** START SELECTED TEXT **

Ice Time of Year for a Ride

by Greg

We got our first real snow of the season this week. Which reminded me of a trip I took last winter, or some such thing I should be saying to justify not having posted this for almost a year.

It was early January. The frozen heart of winter. And there was a plan. Fat bikes. Studded tires. Overnight gear. And miles and miles of remote canyon where the river was frozen into an icy highway of sorts.

Some preparation was needed. I borrowed a fat bike. I scrambled around town trying to find enough screws. Then I drilled and screwed until I'd filled every-other knob on a couple tires with ice-biting metal.

Then the minor detail of packing. I'll admit that I have almost no experience camping out in single-digit-F temperatures. And that I have what I consider to be a strong interest in not freezing to death or in losing any digits or limbs to frostbite. And though I don't have personal experience, I have read enough tales of arctic and high-mountain exploration to know that pretty much any time someone steps outside a shelter into extreme winter conditions, they'll end up stumbling back in all dead or limbless.

In the week leading up to the trip, inspired by my trepidation, I spent a couple nights sleeping on the concrete driveway outside my apartment door. The first night, I was chilly by 2 a.m. and stumbled back into the heat of home to finish the night. The next night, bags, pad, clothes reconfigured, I slept comfortably in mid-teen temps and was still dozing happily as the first dog walkers of the day passed by.

It began to seem possible that I could survive a night of cold camping along an ice river. If I could get into my bag before I froze. I now began to worry about the transition between riding in the cold -- which I have some experience with -- and sleeping in the cold. January days are short. How long would we be riding into the evening? Into the night? How cold and dark would it be before we stopped riding? And would I be able to set camp, find or melt water, make food, eat, and still be alive to crawl into my sleeping bags?

The travel mode for these adventures is that each person must be strongly independent and self-prepared. I.E. one must have one's own shit together. Companion #1, Doom, is known to pedal, paddle or climb his way off into all sorts of rugged conditions. Companion #2, Mike, made a career of exploring the limits of human possibility, often in the Arctic. So I believe I was in my rights to feel somewhat intimidated by not knowing what I was doing and to fear that I might become That Guy, the awkward travel companion who slows everyone down, endangers the group, and -- most embarrassingly -- has the potential of becoming a heavy, frozen human body that everyone else has to drag out of the wilderness to present to the authorities as an example of all the mistakes one shouldn't make.

** END SELECTED TEXT **

** TASK INSTRUCTIONS **
**1)** In the winter ride story, what did the writer do to the tires on the borrowed fat bike?
**2)** Name every task the winter ride story says the writer worried about doing at camp before crawling into the sleeping bags.
**3)** Extend the winter ride story past its final sentence, keeping the same voice.

** START RECORD EXCERPTS **

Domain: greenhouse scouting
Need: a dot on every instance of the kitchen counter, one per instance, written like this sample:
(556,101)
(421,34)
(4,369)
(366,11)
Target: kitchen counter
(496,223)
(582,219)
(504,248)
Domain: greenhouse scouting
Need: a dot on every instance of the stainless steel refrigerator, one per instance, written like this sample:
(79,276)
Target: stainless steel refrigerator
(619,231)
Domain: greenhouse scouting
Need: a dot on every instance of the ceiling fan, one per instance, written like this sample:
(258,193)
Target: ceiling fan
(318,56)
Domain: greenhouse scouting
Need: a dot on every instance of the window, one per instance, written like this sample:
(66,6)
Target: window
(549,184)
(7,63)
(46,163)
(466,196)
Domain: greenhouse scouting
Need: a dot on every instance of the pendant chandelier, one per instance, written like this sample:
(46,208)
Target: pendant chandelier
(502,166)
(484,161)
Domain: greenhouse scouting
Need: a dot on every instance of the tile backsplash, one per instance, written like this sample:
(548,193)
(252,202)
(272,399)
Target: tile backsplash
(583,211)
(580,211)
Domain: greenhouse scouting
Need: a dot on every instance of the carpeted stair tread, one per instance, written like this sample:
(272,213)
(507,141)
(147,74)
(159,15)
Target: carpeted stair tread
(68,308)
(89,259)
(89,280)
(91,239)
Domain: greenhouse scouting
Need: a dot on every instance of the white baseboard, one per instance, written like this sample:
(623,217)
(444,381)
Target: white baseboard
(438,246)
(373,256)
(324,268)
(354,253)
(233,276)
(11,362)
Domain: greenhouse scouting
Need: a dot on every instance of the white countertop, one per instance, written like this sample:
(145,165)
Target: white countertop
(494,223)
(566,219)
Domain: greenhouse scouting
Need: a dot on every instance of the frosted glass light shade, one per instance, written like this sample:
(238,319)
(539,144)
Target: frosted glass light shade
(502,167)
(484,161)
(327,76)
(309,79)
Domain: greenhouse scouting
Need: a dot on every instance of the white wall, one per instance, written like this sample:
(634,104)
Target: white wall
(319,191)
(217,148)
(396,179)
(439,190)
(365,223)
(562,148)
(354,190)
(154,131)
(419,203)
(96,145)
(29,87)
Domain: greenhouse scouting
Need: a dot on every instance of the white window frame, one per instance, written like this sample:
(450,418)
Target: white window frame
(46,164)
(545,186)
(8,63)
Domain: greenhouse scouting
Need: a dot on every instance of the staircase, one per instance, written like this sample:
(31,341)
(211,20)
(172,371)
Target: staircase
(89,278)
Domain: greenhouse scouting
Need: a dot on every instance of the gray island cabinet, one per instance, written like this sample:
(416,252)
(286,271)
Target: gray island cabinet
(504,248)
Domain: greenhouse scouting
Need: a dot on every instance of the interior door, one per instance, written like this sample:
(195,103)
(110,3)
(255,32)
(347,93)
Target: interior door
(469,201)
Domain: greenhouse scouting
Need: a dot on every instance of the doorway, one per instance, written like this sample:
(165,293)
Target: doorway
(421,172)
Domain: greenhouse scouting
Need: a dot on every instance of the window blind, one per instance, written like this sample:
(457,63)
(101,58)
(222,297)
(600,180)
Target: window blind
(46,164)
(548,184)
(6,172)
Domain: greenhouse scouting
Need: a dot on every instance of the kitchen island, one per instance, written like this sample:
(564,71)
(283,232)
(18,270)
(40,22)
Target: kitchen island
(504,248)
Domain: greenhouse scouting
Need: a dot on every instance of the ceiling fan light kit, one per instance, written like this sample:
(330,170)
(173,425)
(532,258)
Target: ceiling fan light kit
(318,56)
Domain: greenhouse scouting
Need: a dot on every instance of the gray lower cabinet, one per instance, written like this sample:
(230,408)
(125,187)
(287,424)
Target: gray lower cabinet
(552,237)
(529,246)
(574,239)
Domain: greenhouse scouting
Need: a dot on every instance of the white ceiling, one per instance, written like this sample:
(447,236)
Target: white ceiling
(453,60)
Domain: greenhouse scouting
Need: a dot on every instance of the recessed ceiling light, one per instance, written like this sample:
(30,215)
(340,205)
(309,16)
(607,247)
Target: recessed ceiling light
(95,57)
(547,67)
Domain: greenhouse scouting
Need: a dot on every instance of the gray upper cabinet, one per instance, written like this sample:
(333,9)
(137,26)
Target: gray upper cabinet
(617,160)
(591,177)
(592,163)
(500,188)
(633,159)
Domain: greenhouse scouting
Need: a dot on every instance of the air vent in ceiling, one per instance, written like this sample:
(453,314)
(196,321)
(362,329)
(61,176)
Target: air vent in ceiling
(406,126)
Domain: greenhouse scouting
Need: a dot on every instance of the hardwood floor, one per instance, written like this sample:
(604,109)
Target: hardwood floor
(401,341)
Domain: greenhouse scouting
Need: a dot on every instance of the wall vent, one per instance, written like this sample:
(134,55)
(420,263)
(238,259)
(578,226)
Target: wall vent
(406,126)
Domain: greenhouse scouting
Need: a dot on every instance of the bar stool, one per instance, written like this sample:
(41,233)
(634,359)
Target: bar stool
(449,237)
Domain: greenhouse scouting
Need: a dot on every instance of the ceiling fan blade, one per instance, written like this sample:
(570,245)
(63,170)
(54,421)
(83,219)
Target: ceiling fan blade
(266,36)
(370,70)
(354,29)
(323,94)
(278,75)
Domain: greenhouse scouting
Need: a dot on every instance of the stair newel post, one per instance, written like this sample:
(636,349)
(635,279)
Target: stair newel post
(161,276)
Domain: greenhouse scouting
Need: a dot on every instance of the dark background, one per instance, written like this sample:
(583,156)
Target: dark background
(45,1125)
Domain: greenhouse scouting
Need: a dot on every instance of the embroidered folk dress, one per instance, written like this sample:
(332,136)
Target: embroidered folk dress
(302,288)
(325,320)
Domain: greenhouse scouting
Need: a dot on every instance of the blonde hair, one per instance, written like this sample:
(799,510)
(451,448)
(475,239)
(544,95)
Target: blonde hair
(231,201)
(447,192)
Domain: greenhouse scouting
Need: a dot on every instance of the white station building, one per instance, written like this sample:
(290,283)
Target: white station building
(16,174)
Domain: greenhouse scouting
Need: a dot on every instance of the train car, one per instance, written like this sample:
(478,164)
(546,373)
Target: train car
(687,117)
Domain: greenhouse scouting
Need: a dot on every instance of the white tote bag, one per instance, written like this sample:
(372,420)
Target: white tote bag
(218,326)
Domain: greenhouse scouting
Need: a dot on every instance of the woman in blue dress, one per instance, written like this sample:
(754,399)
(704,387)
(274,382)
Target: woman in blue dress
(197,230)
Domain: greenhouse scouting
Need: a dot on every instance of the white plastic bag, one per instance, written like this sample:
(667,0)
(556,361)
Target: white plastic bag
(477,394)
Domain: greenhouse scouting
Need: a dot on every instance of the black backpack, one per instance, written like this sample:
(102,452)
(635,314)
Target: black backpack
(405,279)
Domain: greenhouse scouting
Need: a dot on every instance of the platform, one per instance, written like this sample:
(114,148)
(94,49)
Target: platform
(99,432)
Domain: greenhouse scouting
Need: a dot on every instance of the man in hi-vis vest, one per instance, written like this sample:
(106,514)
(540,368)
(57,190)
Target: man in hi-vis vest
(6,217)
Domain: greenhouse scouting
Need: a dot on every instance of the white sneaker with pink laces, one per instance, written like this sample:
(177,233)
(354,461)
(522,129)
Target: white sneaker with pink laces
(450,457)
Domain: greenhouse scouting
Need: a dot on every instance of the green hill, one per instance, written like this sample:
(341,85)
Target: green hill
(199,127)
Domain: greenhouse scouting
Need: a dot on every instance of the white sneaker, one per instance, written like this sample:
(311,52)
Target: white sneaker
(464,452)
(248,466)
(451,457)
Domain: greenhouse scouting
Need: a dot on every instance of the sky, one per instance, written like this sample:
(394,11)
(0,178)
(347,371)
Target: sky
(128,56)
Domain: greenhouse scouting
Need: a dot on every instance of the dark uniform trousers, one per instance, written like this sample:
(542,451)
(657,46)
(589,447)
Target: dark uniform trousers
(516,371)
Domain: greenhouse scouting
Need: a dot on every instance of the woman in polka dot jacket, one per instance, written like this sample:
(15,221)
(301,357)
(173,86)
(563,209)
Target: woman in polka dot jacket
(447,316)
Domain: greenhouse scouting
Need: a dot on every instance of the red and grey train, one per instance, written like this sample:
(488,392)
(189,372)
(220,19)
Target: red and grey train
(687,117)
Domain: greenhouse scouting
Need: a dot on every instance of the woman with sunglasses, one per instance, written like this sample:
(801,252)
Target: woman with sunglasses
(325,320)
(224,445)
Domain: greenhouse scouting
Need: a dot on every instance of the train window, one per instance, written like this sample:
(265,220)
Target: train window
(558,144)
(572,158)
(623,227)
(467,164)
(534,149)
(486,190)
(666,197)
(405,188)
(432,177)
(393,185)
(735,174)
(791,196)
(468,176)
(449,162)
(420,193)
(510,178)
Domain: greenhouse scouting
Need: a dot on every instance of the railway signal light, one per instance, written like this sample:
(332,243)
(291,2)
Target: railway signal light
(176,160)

** END RECORD EXCERPTS **

** ANSWERS PER TASK **
**1)** The writer drilled and screwed screws into every other knob on a couple of tires.

**2)** Set camp, find or melt water, make food, and eat.

**3)**
Luckily, my own fears were somewhat mollified by the presence of companion #3, Little Jeny Sunshine, Mike's dear consort, who, though certainly an adventurous sort, seemed to have as little experience as I with this sort of icy adventure. I was comforted by that lack of experience and by the fact that I outweighed her by a considerable amount. Enough that it was easy for me to imagine that she, not I, would be the first to freeze into a solid block of ice.

The preparations were made. The day came. Mike, Jeny and I headed out to meet Doom at the start. And… We got shut down.

The river was not frozen. Or, it was frozen a little bit, covered in shadowy places by rotten ice. But there was also lots of open water visible from the bridge where we stood, looking. Hoping.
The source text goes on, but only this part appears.